----- Page text

With addictions, the exposures I use are slightly different. I encourage in these situations direct exposure to discussions about the historic trauma and the issues that are being run away from. It is exposure to conversations about abuse, in a supportive, non-judgemental environment, that can show a patient who is running away from feelings that experiencing those feelings is not actually harmful.
The body is never wrong - it is just that in situations where historic abuses have occurred, the biochemistry has learned what is correct through a series of unfortunate experiences. The way we retrain the body is not through chastisement - the body is not a rational entity and cannot be reasoned with. Instead we use to our advantage the knowledge that the body is a pattern-recognising biochemical structure - and we re-educate it using different patterns.
Opening up the patient who has manifested illness as a self-defence from stress begins with holding a safe space to allow these experiences to take place. This is what I do in my clinic and with my clients.
WHAT’S THE WORST THAT CAN HAPPEN
The above process - the retraining of how what was once thought threatening is actually safe - presupposes one enormous thing: that life is actually safe.
This is a great strategy - and works in all cases where life is actually non-threatening. It doesn’t work, however, to resolve situations where life is inherently and unequivocally threatening. There are some situations in which you wouldn’t want it to work, either. If you are legitimately in danger you don’t want to be quietly observing your threat patterning and not acting on it - you want to be fleeing, fighting and doing anything you can to protect yourself.
Yes, there are situations - and I would suggest that the more minor #MeToo moments can be included in this - where the mass threat responses are entirely unwarranted. And yet, the world has not changed overnight after this #MeToo campaign. We are not suddenly free of microaggressions or trauma triggers. We can’t fantasise that we can forget the trauma patterns because life is ‘fine’... that is a very fragile recovery that would quickly evaporate.

----------
----- Dataset extract

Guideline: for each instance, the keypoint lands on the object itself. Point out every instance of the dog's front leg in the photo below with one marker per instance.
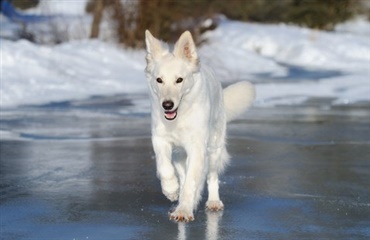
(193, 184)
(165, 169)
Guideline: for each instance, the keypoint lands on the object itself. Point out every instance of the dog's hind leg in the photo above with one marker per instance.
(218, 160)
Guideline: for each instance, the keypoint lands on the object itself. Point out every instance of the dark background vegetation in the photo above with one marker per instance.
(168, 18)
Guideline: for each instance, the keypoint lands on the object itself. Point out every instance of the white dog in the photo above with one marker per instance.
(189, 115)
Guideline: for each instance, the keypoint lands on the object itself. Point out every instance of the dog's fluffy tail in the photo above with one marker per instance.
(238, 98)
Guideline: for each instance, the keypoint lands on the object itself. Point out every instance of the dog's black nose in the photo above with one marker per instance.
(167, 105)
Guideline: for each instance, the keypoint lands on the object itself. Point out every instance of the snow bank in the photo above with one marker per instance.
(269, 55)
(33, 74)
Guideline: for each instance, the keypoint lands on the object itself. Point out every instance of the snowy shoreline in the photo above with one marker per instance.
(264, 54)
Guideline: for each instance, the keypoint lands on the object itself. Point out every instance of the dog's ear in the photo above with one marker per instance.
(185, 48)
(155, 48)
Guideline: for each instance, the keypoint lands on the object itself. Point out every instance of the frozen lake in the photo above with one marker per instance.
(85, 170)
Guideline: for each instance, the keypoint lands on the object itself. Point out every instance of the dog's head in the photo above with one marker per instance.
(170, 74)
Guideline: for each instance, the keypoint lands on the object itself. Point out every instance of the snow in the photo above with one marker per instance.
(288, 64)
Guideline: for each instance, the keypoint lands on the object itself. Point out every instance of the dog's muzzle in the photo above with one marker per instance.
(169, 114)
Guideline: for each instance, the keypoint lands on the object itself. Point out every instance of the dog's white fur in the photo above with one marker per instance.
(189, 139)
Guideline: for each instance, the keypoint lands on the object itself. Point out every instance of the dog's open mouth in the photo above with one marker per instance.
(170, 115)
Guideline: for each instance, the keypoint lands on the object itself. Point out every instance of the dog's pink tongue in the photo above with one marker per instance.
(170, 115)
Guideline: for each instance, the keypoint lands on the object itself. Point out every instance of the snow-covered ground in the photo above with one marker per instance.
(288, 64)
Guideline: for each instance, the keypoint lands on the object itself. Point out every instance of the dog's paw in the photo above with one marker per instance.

----------
----- Dataset extract

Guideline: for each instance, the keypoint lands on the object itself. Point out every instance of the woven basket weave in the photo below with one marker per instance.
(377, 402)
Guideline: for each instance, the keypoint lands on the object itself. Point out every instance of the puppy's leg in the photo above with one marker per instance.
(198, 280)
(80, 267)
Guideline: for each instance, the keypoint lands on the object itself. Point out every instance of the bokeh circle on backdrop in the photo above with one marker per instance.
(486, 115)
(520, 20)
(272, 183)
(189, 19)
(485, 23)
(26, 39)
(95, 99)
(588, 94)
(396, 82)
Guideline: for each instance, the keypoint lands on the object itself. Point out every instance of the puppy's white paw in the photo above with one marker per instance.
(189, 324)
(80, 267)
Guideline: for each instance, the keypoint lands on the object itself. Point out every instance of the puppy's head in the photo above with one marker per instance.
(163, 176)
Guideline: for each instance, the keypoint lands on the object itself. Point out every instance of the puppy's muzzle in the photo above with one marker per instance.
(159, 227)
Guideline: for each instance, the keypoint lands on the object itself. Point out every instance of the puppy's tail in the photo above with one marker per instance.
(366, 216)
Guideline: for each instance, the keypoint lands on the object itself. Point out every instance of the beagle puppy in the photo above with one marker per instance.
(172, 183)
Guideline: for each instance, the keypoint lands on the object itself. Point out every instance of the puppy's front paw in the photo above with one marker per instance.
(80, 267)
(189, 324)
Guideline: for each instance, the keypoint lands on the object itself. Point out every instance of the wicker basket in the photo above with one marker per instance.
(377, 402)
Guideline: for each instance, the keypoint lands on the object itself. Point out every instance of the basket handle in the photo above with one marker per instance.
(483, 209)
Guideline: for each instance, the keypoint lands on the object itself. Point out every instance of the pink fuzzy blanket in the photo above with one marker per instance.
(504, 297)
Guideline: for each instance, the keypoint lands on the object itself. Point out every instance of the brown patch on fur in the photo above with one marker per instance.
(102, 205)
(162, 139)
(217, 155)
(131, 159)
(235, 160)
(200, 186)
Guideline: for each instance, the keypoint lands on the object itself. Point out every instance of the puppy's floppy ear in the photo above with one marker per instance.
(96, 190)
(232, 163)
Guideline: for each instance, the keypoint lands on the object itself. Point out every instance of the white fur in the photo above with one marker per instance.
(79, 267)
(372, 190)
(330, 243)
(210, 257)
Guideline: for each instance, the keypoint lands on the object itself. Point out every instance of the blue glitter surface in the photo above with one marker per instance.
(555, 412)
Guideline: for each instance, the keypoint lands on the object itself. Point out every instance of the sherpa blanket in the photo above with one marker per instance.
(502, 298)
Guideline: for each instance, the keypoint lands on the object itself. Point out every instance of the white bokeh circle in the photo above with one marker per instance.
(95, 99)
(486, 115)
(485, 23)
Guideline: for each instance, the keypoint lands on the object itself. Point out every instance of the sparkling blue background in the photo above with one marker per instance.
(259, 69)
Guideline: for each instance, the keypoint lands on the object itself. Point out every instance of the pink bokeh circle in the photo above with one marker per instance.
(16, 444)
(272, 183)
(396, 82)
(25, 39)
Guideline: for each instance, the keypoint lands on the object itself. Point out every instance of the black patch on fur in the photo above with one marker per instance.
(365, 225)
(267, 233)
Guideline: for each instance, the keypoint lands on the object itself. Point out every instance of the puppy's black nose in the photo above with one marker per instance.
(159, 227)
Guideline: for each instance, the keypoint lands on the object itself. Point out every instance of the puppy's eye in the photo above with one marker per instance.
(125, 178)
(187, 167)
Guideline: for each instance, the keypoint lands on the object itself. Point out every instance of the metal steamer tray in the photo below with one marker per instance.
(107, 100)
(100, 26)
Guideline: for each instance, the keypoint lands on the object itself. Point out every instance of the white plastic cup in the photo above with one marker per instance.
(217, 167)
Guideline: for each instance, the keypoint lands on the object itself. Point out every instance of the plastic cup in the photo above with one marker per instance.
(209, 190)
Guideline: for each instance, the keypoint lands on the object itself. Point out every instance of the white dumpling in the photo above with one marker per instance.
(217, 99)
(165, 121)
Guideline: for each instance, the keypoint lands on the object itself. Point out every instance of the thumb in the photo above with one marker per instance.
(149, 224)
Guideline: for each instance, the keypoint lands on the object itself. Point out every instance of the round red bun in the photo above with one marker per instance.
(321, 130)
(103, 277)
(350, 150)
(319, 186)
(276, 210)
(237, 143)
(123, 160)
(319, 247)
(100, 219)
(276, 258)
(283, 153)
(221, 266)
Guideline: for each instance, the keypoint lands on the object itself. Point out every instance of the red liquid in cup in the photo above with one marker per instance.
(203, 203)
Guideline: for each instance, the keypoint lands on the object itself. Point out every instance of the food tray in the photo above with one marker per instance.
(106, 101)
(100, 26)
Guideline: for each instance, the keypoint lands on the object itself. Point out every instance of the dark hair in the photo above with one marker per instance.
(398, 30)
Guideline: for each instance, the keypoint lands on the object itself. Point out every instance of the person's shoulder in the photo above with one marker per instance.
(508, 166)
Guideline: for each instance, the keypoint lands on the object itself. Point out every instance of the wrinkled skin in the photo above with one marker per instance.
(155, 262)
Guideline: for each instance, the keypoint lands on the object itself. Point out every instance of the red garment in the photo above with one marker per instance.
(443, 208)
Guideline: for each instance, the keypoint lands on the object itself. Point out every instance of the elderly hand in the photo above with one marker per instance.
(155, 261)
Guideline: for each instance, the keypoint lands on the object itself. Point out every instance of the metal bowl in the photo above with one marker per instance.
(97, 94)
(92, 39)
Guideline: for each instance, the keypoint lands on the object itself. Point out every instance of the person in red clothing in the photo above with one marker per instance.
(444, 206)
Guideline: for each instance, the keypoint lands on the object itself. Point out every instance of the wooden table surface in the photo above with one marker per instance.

----------

## What you need to do
Copy the passage from the trauma text word for word, beginning at "The body is never" and stopping after "is actually safe.". The records play no part in anything asked here.

## Exercise answer
The body is never wrong - it is just that in situations where historic abuses have occurred, the biochemistry has learned what is correct through a series of unfortunate experiences. The way we retrain the body is not through chastisement - the body is not a rational entity and cannot be reasoned with. Instead we use to our advantage the knowledge that the body is a pattern-recognising biochemical structure - and we re-educate it using different patterns.
Opening up the patient who has manifested illness as a self-defence from stress begins with holding a safe space to allow these experiences to take place. This is what I do in my clinic and with my clients.
WHAT’S THE WORST THAT CAN HAPPEN
The above process - the retraining of how what was once thought threatening is actually safe - presupposes one enormous thing: that life is actually safe.